• _WHAT THE EXERCISE ASKS_: Word for word, copy every line of the data.

• _PROVIDED RECORDS_:
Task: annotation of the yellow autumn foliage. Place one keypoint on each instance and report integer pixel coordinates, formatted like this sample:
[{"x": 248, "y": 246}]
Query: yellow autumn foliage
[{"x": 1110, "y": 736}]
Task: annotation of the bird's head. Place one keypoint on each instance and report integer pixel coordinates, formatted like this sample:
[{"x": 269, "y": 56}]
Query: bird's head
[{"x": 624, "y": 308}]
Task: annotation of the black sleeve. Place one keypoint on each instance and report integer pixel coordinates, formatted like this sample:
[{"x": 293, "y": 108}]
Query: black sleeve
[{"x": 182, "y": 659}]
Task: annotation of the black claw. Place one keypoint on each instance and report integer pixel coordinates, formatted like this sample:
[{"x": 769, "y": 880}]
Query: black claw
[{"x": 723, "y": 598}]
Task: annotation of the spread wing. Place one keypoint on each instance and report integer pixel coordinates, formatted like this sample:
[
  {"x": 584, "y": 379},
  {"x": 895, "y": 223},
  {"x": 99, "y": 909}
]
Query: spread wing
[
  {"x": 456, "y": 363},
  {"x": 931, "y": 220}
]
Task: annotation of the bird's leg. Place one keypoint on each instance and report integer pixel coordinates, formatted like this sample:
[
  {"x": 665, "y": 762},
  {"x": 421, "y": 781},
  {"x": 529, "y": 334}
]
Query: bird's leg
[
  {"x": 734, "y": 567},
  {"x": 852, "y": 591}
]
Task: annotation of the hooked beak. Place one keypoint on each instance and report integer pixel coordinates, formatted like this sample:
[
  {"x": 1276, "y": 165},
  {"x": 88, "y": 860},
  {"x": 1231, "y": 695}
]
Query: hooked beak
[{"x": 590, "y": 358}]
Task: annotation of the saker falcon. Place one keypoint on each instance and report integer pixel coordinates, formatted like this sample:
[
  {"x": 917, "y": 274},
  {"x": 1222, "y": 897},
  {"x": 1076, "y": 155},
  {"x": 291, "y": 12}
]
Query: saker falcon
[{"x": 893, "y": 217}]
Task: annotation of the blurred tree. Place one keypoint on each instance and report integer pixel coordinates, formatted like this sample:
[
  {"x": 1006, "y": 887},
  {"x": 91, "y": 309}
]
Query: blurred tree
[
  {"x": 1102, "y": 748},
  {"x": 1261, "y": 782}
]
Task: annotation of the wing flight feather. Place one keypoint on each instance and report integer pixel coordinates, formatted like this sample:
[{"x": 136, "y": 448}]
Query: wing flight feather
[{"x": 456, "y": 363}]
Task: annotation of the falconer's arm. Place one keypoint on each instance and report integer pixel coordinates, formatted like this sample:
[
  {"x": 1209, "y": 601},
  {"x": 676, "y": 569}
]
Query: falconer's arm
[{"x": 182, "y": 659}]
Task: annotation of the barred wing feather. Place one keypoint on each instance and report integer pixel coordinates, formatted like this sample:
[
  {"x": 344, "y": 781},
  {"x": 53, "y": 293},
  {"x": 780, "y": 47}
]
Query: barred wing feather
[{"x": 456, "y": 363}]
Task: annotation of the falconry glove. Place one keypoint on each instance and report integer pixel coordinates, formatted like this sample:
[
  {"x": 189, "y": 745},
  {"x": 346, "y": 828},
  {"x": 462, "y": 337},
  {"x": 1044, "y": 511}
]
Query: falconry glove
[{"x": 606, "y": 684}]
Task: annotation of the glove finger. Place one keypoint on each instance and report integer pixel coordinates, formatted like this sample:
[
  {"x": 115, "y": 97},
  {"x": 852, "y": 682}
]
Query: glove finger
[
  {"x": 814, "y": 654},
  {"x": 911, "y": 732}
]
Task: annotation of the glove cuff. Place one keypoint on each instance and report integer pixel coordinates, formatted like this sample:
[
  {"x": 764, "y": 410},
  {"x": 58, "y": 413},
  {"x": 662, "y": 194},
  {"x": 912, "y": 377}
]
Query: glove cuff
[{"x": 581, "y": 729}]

• _TASK RESULT_:
Task: annotation of the yellow autumn foliage. Place one keypoint on each instance and report integer pixel coordinates, formatted like this sample:
[{"x": 248, "y": 246}]
Query: yellow autumn foliage
[{"x": 1110, "y": 736}]
Task: annotation of the bird's head. Place one keypoint on each instance and report integer pixel coordinates, formatted like this sample:
[{"x": 269, "y": 56}]
Query: bird's head
[{"x": 624, "y": 308}]
Task: annotation of the black sleeve. Place one keypoint on each instance and report integer pixel coordinates, formatted like this sample:
[{"x": 293, "y": 108}]
Query: black sleeve
[{"x": 182, "y": 659}]
Task: annotation of the black claw. Place one keypoint on each instance and report integer pixel coordinates, formatted like this sample:
[{"x": 769, "y": 880}]
Query: black claw
[{"x": 723, "y": 598}]
Task: annotation of the spread wing. Place one keypoint on each instance and report integer pixel coordinates, formatted like this sample:
[
  {"x": 584, "y": 379},
  {"x": 895, "y": 223},
  {"x": 99, "y": 909}
]
Query: spread wing
[
  {"x": 456, "y": 363},
  {"x": 931, "y": 220}
]
Task: annotation of the bird's leg. Place one keypoint on each instance and report integer pixel coordinates, formatted like this sample:
[
  {"x": 665, "y": 762},
  {"x": 421, "y": 781},
  {"x": 529, "y": 334}
]
Query: bird's leg
[
  {"x": 734, "y": 567},
  {"x": 852, "y": 591}
]
Task: annotation of the hooked beak. Place one keypoint on each instance and report integer pixel coordinates, formatted like this sample:
[
  {"x": 1276, "y": 165},
  {"x": 88, "y": 860},
  {"x": 1231, "y": 695}
]
Query: hooked beak
[{"x": 590, "y": 358}]
Task: annotation of the saker falcon. Place one keypoint on each instance and report integer pixel coordinates, formatted like this sample:
[
  {"x": 917, "y": 274},
  {"x": 1222, "y": 897},
  {"x": 1076, "y": 155},
  {"x": 291, "y": 12}
]
Query: saker falcon
[{"x": 893, "y": 217}]
Task: annotation of the blurred tree. Place one keypoint on each instance and report integer pixel coordinates, formatted like this sample:
[
  {"x": 1006, "y": 887},
  {"x": 91, "y": 309}
]
Query: blurred tree
[
  {"x": 1102, "y": 748},
  {"x": 1261, "y": 782}
]
Task: annotation of the wing flight feather. Place one keypoint on each instance and report integer pixel coordinates, formatted like this sample:
[{"x": 136, "y": 448}]
Query: wing flight feather
[{"x": 456, "y": 363}]
Task: annotation of the falconer's arm. Place one keypoint on each instance and report integer pixel coordinates, formatted like this sample:
[
  {"x": 1209, "y": 601},
  {"x": 676, "y": 569}
]
Query: falconer's arm
[{"x": 182, "y": 659}]
Task: annotation of the barred wing feather. Place one keypoint on each instance and report integer pixel coordinates, formatted like this sample:
[
  {"x": 344, "y": 781},
  {"x": 53, "y": 293},
  {"x": 780, "y": 47}
]
Query: barred wing feather
[{"x": 456, "y": 363}]
Task: annotation of the falconry glove. Place one keypoint on each instance and report integer pixel coordinates, formatted like this sample:
[
  {"x": 189, "y": 745},
  {"x": 346, "y": 828},
  {"x": 462, "y": 337},
  {"x": 1044, "y": 511}
]
Query: falconry glove
[{"x": 606, "y": 684}]
Task: annotation of the glove finger. Place one keypoint on each instance and report integer pixel coordinates, formatted like this sample:
[
  {"x": 115, "y": 97},
  {"x": 852, "y": 682}
]
Query: glove finger
[
  {"x": 814, "y": 654},
  {"x": 911, "y": 732}
]
Task: annotation of the glove cuff. Place one keypoint on each instance and report integer pixel coordinates, formatted like this sample:
[
  {"x": 764, "y": 410},
  {"x": 58, "y": 413},
  {"x": 662, "y": 194},
  {"x": 912, "y": 377}
]
Query: glove cuff
[{"x": 581, "y": 729}]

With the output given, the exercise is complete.